In the post about Alan Greenspan below, rewrite the part that opens with "Wednesday, August 13, 2008" and closes with "the U.S. economy.", putting "qualified newcomers" wherever "skilled immigrants" appears.

─── Passage provided ───

Wednesday, August 13, 2008

Is Alan Greenspan Suffering From Dementia?

Former Federal Reserve Chairman Alan Greenspan, whose reign from 1987 to 2006 many blame for the current housing/credit crisis, has a suggestion for how to sell off the 800,000 extra unsold properties nationwide:

"The most effective initiative, though politically difficult, would be a major expansion in quotas for skilled immigrants," he said. The only sustainable way to increase demand for vacant houses is to spur the formation of new households. Admitting more skilled immigrants, who tend to earn enough to buy homes, would accomplish that while paying other dividends to the U.S. economy.

He estimates the number of new households in the U.S. currently is increasing at an annual rate of about 800,000, of whom about one third are immigrants. "Perhaps 150,000 of those are loosely classified as skilled," he said. "A double or tripling of this number would markedly accelerate the absorption of unsold housing inventory for sale -- and hence help stabilize prices."

A good idea from the 82 year-old? Or more of his recent kooky ramblings, which include the following:

"While local economies may experience significant speculative price imbalances, a national severe price distortion seems most unlikely in the United States, given its size and diversity," he said in October 2004.

Eight months later, he said if home prices did decline, that "likely would not have substantial macroeconomic implications."

And in a speech in October 2006, nine months after leaving the Fed, he told an audience that, though housing prices were likely to be lower than the year before, "I think the worst of this may well be over."

─── Items ───

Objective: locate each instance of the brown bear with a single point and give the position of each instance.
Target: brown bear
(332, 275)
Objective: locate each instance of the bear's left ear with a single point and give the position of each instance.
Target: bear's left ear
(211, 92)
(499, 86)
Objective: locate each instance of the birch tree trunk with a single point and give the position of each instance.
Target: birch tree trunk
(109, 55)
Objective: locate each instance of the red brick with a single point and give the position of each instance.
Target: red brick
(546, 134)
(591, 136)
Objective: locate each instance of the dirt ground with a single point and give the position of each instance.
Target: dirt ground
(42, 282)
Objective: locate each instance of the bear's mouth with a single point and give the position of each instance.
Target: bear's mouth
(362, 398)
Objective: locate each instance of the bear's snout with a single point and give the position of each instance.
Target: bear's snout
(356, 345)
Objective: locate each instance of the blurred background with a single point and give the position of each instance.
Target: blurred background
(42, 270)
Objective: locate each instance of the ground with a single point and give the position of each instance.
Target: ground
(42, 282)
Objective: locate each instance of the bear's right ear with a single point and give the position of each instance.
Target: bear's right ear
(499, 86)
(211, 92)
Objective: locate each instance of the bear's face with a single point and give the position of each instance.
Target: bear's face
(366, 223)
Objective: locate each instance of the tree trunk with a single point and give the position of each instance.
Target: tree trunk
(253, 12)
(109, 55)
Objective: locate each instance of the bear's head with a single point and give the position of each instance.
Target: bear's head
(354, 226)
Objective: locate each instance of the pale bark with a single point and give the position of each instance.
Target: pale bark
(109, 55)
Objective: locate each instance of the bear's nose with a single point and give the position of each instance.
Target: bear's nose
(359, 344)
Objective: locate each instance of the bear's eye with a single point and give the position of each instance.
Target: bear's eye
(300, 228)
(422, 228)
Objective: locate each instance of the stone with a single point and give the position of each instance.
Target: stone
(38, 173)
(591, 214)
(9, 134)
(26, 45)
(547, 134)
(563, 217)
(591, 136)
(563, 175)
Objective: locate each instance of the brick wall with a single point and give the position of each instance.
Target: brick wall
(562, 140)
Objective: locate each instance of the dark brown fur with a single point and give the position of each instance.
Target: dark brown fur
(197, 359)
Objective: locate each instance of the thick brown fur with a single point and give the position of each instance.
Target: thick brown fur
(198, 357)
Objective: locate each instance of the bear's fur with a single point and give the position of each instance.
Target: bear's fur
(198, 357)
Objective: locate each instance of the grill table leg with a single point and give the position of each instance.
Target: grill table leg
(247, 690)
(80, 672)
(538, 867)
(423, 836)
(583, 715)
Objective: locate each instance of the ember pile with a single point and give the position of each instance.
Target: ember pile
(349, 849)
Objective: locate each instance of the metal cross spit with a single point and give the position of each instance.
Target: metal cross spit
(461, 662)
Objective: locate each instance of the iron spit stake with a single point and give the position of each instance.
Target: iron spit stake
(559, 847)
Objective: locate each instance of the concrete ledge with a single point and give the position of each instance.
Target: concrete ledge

───

### [Solved problem]
Wednesday, August 13, 2008

Is Alan Greenspan Suffering From Dementia?

Former Federal Reserve Chairman Alan Greenspan, whose reign from 1987 to 2006 many blame for the current housing/credit crisis, has a suggestion for how to sell off the 800,000 extra unsold properties nationwide:

"The most effective initiative, though politically difficult, would be a major expansion in quotas for qualified newcomers," he said. The only sustainable way to increase demand for vacant houses is to spur the formation of new households. Admitting more qualified newcomers, who tend to earn enough to buy homes, would accomplish that while paying other dividends to the U.S. economy.